::: ENTRIES PROVIDED

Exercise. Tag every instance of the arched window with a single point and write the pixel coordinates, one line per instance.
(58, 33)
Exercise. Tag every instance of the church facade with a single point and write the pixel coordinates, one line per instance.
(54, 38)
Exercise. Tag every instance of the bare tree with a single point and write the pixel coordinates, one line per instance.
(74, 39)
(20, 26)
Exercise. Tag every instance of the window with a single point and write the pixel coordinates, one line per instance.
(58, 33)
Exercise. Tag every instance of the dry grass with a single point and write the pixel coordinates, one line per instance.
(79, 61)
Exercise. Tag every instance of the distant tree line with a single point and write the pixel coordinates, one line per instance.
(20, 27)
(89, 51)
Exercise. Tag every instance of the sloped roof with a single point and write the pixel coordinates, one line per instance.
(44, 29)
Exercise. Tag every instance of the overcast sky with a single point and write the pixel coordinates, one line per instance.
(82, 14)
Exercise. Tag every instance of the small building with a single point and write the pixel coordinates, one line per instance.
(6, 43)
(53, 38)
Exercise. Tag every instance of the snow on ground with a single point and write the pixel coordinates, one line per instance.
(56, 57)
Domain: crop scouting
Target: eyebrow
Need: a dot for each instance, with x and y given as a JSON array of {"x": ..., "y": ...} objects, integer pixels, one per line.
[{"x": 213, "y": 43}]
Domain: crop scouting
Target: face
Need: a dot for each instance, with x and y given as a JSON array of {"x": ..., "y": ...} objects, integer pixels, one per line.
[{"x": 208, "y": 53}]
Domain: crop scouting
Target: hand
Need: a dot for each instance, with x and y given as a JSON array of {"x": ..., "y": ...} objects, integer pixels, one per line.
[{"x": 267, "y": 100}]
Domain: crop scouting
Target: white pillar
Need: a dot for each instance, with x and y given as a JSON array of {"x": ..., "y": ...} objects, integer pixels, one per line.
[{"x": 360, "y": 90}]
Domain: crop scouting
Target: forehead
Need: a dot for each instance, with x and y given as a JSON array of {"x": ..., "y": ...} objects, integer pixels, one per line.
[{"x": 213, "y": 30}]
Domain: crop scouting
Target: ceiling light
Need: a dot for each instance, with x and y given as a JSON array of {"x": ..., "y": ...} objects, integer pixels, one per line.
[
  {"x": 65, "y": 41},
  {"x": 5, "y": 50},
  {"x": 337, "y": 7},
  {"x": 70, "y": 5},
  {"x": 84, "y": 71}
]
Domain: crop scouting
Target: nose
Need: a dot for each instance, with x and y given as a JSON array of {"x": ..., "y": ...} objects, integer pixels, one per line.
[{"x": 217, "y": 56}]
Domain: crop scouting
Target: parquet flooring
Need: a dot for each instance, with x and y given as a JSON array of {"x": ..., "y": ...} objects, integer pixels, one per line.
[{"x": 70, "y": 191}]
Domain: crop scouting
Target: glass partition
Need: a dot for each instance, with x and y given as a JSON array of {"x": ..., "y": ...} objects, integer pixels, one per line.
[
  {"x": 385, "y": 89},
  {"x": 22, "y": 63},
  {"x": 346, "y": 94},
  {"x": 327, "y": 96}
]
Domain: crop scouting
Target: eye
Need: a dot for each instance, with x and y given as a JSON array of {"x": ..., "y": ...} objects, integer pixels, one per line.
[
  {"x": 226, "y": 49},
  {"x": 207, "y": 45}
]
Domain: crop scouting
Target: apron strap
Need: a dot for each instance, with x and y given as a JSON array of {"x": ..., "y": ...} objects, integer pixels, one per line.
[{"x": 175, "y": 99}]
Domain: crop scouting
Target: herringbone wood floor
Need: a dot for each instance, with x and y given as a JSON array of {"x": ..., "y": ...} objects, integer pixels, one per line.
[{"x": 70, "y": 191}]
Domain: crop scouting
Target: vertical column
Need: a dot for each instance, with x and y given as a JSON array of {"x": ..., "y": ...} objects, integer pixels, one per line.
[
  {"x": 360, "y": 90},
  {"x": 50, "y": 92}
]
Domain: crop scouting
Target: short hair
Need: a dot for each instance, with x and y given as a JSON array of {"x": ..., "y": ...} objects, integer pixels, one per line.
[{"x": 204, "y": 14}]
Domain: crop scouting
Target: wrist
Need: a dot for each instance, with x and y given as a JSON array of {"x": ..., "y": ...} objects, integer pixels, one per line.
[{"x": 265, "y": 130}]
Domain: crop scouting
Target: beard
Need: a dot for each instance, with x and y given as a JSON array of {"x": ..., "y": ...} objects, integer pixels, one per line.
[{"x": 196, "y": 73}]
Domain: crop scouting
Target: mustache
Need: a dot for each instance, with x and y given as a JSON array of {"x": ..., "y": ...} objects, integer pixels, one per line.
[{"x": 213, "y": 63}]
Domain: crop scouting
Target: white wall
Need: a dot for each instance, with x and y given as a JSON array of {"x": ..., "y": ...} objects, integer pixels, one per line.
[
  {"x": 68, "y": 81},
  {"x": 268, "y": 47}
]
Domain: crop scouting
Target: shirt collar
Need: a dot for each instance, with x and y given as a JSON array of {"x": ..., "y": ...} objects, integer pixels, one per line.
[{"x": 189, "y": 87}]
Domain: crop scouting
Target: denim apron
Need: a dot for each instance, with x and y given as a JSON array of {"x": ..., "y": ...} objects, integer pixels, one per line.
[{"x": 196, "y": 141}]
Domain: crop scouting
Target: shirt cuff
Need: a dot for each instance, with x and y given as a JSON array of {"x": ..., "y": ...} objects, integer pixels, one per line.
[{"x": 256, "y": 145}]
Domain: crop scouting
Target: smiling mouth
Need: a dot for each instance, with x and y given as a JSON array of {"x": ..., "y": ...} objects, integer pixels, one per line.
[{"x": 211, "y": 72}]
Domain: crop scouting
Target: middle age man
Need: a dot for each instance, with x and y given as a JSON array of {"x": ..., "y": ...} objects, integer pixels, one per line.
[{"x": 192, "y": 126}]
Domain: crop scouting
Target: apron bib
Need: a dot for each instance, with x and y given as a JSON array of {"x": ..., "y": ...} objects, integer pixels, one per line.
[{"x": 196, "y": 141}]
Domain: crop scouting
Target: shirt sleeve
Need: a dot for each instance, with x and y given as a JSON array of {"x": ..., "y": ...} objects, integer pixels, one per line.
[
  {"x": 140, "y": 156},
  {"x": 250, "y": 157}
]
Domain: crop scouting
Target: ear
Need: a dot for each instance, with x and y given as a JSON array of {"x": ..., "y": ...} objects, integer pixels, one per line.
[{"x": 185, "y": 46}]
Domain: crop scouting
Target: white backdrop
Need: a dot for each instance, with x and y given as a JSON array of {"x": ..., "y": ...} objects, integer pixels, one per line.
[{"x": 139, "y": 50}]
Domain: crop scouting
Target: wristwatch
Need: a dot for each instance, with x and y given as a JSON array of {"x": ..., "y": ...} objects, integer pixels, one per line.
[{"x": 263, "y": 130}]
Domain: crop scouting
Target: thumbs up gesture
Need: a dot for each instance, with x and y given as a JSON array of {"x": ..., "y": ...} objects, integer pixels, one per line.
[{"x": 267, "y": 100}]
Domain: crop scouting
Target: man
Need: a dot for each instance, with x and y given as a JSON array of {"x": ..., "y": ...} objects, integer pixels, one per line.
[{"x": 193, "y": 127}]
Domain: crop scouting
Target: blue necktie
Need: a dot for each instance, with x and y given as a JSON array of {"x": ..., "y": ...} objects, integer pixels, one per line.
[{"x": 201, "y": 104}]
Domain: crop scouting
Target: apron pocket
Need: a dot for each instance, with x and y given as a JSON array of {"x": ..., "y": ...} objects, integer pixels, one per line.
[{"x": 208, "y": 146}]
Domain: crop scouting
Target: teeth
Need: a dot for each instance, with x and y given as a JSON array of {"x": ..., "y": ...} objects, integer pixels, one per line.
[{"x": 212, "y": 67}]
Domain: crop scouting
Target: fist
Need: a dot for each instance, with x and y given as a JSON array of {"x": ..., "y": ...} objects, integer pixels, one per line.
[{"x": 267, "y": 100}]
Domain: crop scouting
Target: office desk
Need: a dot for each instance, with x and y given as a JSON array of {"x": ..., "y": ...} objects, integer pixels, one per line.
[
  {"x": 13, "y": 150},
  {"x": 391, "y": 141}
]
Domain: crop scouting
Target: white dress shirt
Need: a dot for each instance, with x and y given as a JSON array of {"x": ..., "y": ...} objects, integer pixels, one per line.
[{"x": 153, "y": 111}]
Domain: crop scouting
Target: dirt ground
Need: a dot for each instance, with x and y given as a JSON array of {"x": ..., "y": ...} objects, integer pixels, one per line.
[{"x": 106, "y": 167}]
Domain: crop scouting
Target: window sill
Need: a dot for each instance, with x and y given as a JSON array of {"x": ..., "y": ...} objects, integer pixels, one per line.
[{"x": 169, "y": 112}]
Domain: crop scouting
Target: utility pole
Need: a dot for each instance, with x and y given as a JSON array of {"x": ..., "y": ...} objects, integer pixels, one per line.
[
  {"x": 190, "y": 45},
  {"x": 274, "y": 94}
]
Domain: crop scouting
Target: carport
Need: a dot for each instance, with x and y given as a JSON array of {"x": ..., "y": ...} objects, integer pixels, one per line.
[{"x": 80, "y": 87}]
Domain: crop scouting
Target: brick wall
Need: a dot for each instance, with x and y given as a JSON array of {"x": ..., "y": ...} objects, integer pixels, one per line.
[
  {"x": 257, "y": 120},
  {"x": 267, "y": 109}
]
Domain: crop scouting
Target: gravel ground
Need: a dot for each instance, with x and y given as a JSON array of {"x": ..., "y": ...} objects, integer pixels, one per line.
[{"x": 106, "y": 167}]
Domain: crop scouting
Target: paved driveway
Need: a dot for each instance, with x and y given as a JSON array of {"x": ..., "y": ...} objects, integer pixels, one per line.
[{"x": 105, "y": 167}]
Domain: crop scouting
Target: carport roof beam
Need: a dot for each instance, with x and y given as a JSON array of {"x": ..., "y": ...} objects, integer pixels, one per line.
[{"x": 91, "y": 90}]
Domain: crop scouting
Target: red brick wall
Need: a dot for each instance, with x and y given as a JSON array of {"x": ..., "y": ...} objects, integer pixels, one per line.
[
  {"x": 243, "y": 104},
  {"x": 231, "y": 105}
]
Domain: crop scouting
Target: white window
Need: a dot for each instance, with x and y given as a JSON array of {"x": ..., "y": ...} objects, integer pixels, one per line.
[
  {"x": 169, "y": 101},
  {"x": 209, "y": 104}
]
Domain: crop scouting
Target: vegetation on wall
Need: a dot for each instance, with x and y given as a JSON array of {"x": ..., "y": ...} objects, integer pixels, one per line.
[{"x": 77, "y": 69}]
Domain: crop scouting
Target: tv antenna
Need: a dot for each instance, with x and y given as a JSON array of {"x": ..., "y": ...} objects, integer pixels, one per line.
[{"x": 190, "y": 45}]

::::::

Could you restate, word for word, the lines above from the one with "Exercise. Tag every instance of the sloped" to the one with "Target: eyebrow", both included?

- **YOUR RESPONSE**
Exercise. Tag every instance of the sloped roof with a single point and write the pixel coordinates, one line per instance.
(44, 29)
Exercise. Tag every instance of the overcast sky with a single point and write the pixel coordinates, one line per instance.
(82, 14)
Exercise. Tag every instance of the small building with a single point and write the pixel coordinates, one line per instance.
(6, 43)
(53, 38)
Exercise. Tag every instance of the snow on ground with a single point and write the pixel coordinates, one line per instance.
(56, 57)
Domain: crop scouting
Target: eyebrow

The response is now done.